### GIVEN REQUEST:
Beginning at the line that contains "Planogram-check task. Target: walrus herd", reproduce every line to the end of the material without changing any of them.

Image location labeling entries
● ● ● ● ● ● ●
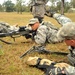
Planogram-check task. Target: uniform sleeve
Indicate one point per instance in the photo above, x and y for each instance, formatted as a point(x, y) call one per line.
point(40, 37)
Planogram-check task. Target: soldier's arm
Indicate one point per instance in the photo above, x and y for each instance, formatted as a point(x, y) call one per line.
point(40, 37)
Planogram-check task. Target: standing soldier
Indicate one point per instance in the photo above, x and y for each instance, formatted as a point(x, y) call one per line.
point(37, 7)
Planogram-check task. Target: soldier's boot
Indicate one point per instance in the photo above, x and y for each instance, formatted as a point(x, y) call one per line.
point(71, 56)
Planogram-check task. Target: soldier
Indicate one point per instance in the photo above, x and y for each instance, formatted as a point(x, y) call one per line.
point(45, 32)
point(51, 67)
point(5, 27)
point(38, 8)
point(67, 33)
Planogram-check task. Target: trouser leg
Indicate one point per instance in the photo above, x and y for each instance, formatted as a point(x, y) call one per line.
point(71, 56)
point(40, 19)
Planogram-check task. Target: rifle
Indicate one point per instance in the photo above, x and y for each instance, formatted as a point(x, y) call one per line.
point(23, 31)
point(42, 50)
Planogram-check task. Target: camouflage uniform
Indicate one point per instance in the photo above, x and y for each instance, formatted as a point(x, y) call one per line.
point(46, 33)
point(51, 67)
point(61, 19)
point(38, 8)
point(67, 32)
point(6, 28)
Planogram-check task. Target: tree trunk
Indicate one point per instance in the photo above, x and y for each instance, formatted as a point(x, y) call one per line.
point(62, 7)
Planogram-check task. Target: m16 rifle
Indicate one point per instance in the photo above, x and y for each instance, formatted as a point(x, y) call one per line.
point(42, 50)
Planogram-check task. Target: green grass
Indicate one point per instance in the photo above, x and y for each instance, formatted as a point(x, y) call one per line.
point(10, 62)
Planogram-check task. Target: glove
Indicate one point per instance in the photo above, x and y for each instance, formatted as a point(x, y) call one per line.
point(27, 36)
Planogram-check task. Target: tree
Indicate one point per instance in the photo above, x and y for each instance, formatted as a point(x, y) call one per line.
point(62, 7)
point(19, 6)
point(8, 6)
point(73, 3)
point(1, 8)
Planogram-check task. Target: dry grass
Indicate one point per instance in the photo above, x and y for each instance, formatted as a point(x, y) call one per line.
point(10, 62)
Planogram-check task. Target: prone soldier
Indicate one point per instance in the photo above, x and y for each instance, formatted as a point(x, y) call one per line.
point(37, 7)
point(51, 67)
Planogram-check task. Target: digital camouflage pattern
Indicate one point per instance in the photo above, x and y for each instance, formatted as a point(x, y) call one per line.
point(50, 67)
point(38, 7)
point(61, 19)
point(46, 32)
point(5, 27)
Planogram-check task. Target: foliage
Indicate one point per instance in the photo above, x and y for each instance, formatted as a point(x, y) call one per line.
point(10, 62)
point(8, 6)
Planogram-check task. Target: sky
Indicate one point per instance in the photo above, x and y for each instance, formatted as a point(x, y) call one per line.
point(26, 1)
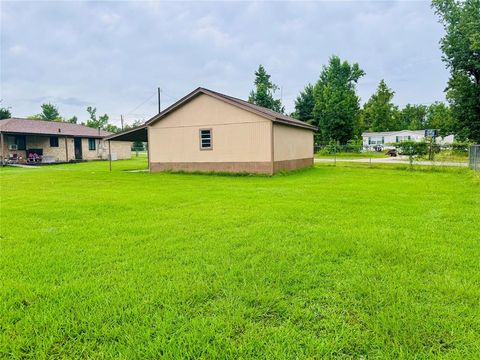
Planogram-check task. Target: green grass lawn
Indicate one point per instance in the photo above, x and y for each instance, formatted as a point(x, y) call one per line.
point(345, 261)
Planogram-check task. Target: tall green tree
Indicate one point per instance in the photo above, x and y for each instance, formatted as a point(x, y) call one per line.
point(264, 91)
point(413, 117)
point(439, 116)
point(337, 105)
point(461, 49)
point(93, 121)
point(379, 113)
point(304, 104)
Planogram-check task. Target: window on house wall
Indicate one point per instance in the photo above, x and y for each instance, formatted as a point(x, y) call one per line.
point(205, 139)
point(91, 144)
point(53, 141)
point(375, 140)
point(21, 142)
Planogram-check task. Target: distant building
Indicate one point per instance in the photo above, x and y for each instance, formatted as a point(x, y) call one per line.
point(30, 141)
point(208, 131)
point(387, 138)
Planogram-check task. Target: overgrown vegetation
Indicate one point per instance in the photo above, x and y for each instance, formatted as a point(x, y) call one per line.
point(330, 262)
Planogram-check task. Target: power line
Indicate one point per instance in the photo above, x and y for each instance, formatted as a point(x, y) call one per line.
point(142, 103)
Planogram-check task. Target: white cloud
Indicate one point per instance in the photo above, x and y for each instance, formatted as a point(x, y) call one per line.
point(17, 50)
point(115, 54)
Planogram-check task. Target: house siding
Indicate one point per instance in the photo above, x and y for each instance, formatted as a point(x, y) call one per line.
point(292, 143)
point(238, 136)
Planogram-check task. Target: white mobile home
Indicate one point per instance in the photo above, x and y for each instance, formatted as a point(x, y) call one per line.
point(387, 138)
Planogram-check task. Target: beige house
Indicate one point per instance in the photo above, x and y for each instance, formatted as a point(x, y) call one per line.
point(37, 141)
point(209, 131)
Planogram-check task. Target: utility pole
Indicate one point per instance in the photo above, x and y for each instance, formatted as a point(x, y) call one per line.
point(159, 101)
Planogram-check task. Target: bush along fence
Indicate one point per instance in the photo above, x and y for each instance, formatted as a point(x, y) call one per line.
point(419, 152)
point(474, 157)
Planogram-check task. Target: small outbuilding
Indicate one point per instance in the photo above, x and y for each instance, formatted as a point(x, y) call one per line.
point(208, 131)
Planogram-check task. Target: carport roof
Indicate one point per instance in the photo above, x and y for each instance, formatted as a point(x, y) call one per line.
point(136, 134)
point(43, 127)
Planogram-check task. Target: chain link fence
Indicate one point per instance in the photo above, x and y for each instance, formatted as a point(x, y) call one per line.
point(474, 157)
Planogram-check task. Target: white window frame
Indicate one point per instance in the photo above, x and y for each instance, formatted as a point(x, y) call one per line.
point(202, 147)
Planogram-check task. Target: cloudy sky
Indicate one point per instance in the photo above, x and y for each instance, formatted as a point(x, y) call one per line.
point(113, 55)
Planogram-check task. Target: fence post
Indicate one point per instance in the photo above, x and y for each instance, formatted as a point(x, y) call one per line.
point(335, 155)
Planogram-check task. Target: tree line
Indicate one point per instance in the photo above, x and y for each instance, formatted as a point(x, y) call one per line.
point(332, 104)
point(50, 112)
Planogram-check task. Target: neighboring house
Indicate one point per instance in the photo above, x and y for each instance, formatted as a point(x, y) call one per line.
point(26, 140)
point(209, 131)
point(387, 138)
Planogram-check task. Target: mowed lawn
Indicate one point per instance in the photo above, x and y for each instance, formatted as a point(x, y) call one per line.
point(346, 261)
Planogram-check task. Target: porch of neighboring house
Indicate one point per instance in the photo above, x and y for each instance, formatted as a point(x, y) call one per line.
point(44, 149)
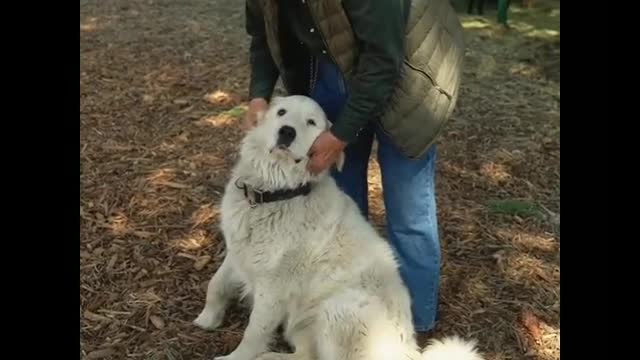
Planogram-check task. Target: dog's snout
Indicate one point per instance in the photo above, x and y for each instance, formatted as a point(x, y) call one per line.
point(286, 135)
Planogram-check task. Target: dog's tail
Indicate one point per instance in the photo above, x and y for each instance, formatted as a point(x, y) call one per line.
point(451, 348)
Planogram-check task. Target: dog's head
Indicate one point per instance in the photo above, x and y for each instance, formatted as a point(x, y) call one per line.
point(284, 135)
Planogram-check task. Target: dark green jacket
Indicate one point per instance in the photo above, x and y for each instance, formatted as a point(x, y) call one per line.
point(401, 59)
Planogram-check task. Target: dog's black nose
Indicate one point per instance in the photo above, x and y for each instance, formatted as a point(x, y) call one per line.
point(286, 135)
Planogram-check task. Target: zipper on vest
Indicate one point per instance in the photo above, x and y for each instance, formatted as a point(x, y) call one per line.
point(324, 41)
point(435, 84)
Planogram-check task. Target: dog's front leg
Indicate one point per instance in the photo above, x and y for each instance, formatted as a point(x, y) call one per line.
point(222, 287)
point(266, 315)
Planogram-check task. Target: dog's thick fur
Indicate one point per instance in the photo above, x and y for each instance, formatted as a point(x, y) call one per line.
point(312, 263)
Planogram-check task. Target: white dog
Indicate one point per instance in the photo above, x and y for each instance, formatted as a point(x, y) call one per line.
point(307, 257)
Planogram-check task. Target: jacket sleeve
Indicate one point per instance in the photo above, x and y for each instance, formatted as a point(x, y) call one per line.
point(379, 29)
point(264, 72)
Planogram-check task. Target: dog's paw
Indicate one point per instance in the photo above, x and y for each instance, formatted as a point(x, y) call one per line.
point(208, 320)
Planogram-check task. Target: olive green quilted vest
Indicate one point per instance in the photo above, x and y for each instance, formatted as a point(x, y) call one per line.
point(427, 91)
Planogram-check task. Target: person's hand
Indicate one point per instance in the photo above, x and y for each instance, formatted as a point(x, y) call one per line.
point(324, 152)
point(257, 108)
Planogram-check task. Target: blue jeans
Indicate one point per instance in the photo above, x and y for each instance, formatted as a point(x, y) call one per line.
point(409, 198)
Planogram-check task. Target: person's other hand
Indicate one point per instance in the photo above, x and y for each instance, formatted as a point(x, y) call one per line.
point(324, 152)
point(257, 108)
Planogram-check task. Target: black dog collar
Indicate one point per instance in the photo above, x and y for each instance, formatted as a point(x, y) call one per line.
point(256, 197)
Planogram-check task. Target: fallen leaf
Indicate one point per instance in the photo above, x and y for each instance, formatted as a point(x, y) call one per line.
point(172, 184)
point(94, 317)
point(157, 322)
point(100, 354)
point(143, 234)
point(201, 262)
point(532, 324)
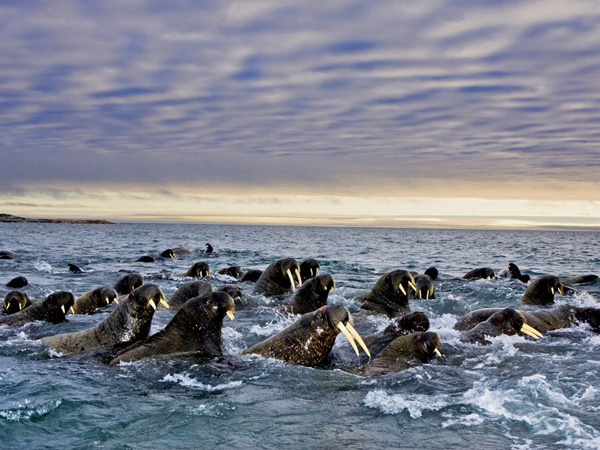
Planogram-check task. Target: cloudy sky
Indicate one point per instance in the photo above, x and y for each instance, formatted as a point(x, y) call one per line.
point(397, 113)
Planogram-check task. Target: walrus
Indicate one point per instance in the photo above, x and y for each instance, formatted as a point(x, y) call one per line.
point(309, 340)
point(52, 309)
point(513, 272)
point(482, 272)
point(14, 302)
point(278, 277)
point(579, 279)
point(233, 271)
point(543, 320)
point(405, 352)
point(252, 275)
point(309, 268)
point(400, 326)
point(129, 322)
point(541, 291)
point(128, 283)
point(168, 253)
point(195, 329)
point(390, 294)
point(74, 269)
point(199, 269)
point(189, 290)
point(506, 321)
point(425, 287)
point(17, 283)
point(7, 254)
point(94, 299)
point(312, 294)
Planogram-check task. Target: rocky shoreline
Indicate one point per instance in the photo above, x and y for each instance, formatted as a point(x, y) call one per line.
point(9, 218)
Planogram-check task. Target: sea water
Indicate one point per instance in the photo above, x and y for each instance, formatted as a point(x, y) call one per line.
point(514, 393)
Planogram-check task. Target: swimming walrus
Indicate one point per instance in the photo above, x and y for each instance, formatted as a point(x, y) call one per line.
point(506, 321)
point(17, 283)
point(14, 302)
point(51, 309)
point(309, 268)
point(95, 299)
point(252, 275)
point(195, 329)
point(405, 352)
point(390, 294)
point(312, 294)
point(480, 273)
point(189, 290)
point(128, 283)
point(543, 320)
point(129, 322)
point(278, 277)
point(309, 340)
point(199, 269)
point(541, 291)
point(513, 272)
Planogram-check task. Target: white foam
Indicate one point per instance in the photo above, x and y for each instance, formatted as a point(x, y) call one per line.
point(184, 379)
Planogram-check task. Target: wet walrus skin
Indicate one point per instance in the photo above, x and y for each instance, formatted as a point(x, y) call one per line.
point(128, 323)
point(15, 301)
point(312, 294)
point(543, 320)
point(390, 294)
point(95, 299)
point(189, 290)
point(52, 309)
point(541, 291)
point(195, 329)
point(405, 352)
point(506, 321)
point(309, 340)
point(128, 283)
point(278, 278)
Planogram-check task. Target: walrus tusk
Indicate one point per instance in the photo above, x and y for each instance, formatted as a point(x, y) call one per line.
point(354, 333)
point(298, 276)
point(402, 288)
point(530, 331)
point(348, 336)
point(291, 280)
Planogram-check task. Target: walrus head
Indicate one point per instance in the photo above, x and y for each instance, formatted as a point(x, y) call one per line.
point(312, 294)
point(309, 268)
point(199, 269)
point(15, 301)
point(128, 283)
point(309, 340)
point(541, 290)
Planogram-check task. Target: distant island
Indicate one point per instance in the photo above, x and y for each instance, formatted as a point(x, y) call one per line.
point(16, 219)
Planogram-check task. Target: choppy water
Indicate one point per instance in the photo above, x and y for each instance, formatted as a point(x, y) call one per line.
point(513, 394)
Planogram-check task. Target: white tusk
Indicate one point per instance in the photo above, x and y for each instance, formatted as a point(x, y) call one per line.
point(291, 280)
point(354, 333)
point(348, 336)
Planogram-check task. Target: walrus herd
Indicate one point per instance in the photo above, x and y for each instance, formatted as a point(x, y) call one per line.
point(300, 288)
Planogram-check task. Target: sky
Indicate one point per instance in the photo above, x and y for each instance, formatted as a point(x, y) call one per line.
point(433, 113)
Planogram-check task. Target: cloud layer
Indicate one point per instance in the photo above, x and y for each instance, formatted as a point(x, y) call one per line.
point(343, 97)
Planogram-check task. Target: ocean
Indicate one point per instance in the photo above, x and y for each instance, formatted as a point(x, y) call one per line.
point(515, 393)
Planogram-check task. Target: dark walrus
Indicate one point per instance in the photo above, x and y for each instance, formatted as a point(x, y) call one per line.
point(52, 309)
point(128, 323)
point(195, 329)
● ● ● ● ● ● ●
### WRITTEN RESPONSE:
Planogram-check task. Target: walrus herd
Indicate one point per instance in the photo above, x and y for each instance, formatted as a point(x, y) call one per line.
point(300, 288)
Planogram-check task. Target: sky
Indicate one point per instance in the photo above, x and y for each instance, formatted as a point(x, y) call one per line.
point(433, 113)
Planogram-check task. Target: cloud layer
Indicate one point per instance in the photo above, x and y for each instance, formatted as a point(x, y) call one per line.
point(343, 97)
Planogram-check task. Target: ocean
Indicate one point per instance in the photo above, x and y for each instance, formatted as a point(x, y) call one per line.
point(515, 393)
Planogram-check task. Target: dark walrus
Indicate one point per instance in the photo above, x and y for each instance, formatted as a point(x, y) call one per line.
point(52, 309)
point(128, 323)
point(195, 329)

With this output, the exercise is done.